Problems and tasks:
**A.** In the biographical excerpt below, where did the family settle after joining the Children of God?
**B.** For each statement, say whether it agrees with the biographical excerpt below, and quote the words that settle it: (i) Arlyn and John left the Children of God in 1977. (ii) Iris Burton first saw the siblings singing in Caracas. (iii) Back in the United States, Arlyn took a job as a secretary for an NBC broadcaster.
**C.** Turn the paragraph of the biographical excerpt below that starts "Back in the United States" into a short list that keeps its main facts.

Children of God and child sexual abuse 

In 1973, the family joined the religious organization known as the Children of God. His family settled in Caracas, Venezuela, where the Children of God had stationed them to work as missionaries and fruit gatherers. According to Vanity Fair, Phoenix was raped at the age of four. In an interview with Details magazine in November 1991, Phoenix stated he lost his virginity at age four to other children while in the Children of God, but he had "blocked it out". Although Phoenix rarely talked about the cult, he was quoted in an article published in Esquire in 1994 as having said, "They're disgusting, they're ruining people's lives." In 2019, his brother Joaquin would claim that River was joking, saying, "It was a complete and total joke. It was just fucking with the press. It was literally a joke, because he was so tired of being asked ridiculous questions by the press." Arlyn and John eventually grew disillusioned with the "Church" and left the cult in 1977. In the aforementioned interview with Details magazine, Phoenix said he was "completely celibate" between the ages of ten and fourteen.

Acting career

1980–1985: Early work and acting background 

Back in the United States, Arlyn began working as a secretary for an NBC broadcaster and John as an exteriors architect. Talent agent Iris Burton spotted River, Joaquin, and their sisters Summer and Rain singing for spare change in Westwood, Los Angeles, and was so charmed by the family that she soon represented the four siblings.

Supplied entries:
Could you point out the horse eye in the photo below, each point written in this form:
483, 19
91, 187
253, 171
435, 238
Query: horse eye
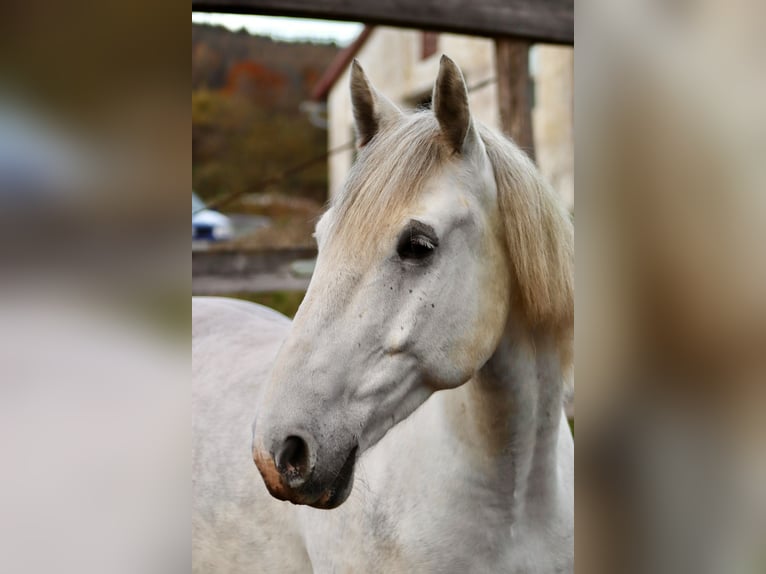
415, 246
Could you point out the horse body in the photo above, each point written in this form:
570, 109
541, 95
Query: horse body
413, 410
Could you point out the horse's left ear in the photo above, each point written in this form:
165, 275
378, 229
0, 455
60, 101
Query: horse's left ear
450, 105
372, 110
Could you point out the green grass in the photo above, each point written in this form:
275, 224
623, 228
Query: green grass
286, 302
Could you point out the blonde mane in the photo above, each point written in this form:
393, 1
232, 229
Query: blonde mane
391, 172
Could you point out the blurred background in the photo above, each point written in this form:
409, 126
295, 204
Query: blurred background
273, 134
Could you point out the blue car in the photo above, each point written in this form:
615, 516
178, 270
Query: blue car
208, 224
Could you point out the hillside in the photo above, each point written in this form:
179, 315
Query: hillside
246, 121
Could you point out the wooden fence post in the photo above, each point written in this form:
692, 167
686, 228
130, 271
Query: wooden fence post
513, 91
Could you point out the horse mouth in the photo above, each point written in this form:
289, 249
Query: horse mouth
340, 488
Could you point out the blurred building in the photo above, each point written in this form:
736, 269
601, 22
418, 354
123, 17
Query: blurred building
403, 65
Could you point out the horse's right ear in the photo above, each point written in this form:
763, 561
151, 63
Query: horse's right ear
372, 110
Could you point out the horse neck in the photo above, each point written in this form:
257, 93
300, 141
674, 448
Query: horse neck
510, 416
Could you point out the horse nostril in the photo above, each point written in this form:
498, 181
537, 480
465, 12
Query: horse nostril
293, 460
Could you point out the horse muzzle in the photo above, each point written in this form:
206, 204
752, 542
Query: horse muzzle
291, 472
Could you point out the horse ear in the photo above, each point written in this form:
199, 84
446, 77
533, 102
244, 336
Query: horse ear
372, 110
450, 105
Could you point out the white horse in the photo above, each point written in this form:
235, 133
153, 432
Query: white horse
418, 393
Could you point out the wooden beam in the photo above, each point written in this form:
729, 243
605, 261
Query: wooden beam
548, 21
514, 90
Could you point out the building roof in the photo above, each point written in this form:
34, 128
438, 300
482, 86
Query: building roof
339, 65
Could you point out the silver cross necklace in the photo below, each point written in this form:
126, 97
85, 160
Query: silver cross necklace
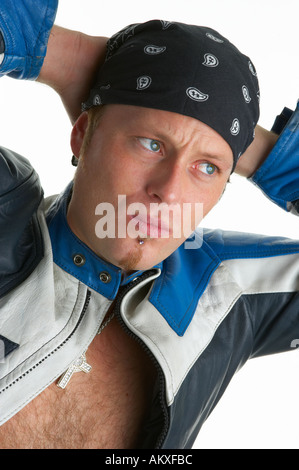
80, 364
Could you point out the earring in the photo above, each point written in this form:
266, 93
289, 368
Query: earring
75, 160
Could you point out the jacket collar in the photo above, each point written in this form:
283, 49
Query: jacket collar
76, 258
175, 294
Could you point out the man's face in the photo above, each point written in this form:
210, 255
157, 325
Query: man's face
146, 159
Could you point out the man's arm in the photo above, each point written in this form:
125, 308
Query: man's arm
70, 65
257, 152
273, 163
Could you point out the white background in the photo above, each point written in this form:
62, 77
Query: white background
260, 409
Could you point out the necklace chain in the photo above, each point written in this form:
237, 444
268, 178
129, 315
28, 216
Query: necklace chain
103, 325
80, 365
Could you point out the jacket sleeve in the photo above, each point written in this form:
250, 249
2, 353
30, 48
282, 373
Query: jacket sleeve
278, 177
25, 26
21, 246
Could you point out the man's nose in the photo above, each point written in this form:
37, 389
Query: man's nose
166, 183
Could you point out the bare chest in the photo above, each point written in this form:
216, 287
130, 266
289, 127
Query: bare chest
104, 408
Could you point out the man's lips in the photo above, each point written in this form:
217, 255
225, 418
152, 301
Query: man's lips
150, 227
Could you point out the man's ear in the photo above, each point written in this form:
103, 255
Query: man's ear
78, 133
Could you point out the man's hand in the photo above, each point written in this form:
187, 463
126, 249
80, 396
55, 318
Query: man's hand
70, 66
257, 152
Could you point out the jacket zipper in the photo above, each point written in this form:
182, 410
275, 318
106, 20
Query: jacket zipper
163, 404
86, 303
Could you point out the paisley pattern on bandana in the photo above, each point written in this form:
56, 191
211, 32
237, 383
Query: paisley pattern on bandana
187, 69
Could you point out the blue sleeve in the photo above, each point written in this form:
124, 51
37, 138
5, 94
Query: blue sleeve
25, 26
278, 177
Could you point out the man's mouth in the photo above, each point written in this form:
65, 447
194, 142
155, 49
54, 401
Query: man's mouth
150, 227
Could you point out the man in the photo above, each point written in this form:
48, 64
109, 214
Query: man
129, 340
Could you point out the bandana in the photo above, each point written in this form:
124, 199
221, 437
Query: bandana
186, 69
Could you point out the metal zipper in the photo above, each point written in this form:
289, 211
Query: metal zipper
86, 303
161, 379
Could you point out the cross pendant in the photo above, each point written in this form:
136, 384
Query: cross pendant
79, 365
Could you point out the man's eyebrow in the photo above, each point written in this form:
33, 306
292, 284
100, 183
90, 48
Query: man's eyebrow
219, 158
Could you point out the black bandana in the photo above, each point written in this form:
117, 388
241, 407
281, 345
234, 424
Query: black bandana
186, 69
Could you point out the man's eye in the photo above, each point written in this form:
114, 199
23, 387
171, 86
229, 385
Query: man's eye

Written answers:
**A.** Caracas, Venezuela.

**B.**
(i) Yes: "left the cult in 1977"
(ii) No: "singing for spare change in Westwood, Los Angeles"
(iii) Yes: "Arlyn began working as a secretary for an NBC broadcaster"

**C.**
- Arlyn worked as a secretary for an NBC broadcaster.
- John worked as an exteriors architect.
- Talent agent Iris Burton saw River, Joaquin, Summer and Rain singing for spare change in Westwood, Los Angeles.
- She was charmed by the family and soon represented all four siblings.